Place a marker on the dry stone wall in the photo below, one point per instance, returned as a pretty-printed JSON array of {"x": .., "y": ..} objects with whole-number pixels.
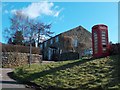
[{"x": 14, "y": 59}]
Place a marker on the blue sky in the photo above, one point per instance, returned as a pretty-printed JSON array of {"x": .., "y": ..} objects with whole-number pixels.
[{"x": 67, "y": 15}]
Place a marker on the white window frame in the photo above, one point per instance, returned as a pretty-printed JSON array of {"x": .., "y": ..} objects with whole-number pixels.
[{"x": 57, "y": 39}]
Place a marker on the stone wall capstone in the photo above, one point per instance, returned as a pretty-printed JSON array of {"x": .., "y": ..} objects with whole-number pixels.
[{"x": 14, "y": 59}]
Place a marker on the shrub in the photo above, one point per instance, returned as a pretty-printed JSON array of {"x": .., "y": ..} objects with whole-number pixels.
[
  {"x": 19, "y": 48},
  {"x": 114, "y": 49}
]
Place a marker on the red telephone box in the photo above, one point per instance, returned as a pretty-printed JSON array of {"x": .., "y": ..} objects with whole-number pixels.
[{"x": 100, "y": 43}]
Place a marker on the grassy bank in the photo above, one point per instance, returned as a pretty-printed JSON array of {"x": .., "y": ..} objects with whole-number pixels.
[{"x": 77, "y": 74}]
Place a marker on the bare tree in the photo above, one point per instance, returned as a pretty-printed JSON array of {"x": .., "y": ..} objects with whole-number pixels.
[{"x": 32, "y": 30}]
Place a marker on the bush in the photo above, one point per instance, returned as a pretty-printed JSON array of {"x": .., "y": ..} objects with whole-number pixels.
[{"x": 19, "y": 48}]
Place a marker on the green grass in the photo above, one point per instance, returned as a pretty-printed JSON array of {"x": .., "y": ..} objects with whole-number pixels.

^^^^

Your goal >> Give back exactly the lines that run from the line with "Place a marker on the grassy" through the close of the material, counting both ends, and nothing more.

Task answer >>
Place a marker on the grassy bank in the photo above, one point per instance, returned as a pretty-printed JSON array of {"x": .., "y": ..} objects with whole-number pixels.
[{"x": 77, "y": 74}]
Place a marker on the bare tree in the photo above, one point per instance, returned as a pretty-printed JSON array of {"x": .., "y": ..} objects with whole-number pixels.
[{"x": 32, "y": 30}]
Place a marker on the bush in the photo above, one point per instance, returned as a pretty-printed JSON array of {"x": .., "y": ..} objects with whole-number pixels.
[{"x": 19, "y": 48}]
Place a marker on the green grass in the photo above, one point per instance, returned as a pretty-printed JSON array of {"x": .., "y": ..} objects with whole-number pixels.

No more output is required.